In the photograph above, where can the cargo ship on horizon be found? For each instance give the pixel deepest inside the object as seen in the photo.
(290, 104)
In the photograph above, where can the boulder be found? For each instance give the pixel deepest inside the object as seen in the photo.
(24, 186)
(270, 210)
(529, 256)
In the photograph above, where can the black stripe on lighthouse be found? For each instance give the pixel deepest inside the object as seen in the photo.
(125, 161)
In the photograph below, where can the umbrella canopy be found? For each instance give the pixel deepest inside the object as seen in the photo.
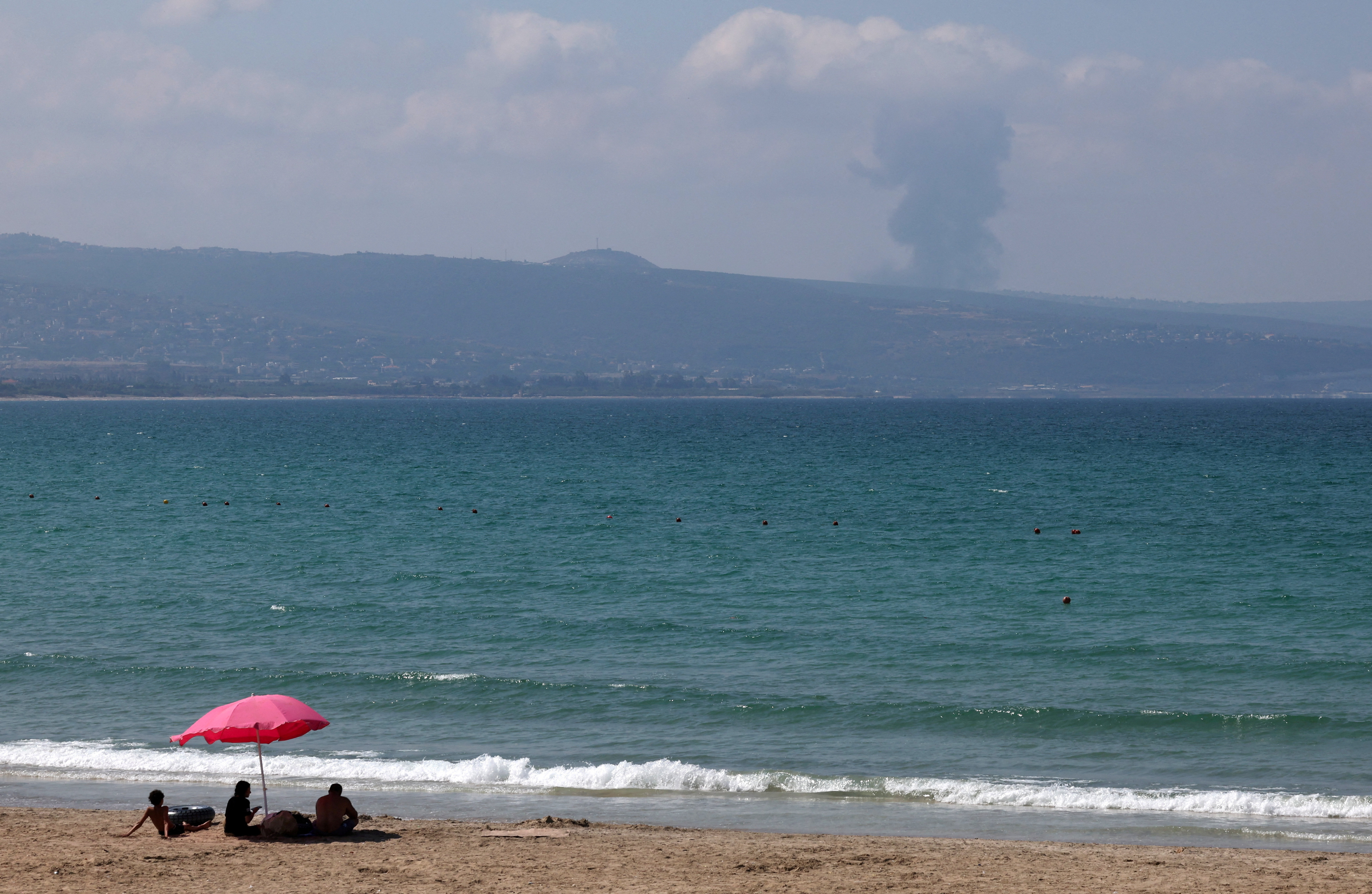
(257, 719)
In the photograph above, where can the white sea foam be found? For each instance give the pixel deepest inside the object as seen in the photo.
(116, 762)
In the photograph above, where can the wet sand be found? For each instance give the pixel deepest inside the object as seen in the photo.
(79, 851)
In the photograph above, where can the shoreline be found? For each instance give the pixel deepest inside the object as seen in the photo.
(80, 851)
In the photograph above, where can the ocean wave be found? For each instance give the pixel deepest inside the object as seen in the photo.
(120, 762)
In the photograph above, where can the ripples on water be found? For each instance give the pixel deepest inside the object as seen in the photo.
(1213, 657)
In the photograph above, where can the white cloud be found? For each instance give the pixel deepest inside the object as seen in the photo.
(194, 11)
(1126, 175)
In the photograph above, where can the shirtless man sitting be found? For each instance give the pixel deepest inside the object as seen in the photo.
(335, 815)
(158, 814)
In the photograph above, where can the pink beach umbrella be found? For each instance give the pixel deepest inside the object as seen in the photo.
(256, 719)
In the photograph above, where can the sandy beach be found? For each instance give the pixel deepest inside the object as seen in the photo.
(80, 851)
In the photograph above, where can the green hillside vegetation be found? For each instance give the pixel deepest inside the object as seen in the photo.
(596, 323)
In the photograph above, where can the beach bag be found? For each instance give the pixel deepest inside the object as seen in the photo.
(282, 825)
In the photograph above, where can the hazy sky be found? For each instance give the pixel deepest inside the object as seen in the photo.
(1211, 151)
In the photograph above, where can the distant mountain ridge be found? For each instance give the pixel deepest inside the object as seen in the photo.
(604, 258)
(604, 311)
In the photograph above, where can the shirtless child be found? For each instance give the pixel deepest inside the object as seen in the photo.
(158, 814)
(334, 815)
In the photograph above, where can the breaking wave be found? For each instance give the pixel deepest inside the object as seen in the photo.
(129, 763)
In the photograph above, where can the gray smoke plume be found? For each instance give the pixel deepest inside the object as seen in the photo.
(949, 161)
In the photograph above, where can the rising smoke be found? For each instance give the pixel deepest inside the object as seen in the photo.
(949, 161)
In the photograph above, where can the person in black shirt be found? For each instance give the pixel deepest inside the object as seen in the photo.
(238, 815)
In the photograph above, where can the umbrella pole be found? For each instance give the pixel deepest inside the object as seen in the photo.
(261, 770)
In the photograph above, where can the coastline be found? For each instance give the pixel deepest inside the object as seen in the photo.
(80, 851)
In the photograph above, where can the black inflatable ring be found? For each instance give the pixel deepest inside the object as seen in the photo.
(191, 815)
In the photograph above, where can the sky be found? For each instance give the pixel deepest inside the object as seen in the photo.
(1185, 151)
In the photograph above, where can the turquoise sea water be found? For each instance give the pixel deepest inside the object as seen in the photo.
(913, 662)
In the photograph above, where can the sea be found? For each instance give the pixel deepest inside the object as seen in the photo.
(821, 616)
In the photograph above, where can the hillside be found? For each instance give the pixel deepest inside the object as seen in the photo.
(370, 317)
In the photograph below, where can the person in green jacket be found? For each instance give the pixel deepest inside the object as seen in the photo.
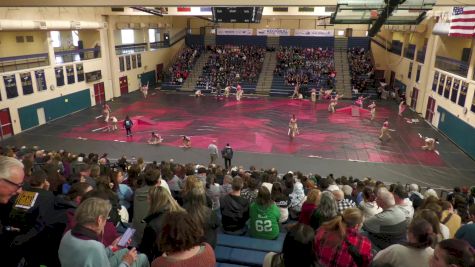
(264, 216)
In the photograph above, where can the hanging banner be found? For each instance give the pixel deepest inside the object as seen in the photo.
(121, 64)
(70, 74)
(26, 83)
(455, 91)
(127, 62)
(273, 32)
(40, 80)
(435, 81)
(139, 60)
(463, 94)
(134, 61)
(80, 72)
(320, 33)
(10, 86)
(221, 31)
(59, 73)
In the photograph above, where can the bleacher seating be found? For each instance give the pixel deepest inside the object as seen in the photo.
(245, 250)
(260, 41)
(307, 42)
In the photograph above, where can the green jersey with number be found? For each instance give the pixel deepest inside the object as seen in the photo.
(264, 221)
------------------------------
Reproduce everything from the line containing "In the photograph above, where can the wet" down to the line containing "(1213, 657)", with each entry's wording unchanged. In the answers, increase every pixel coordinate by 146.

In the photograph above, where can the wet sand be found? For each instance give the pixel deepest inside the object as seen in the photo.
(225, 997)
In the photograph above, where can the shoreline be found? For each instance give the pixel deepest inside the object as seen in the photo.
(226, 997)
In the photograph above, where can the ocean wave be found? For each instance give the pixel deepest inside the object as seen in the photo.
(266, 908)
In the photograph above, where can the ripples on water be found? For each instance give the pixel deepest inside the object as seen in the photo.
(1359, 803)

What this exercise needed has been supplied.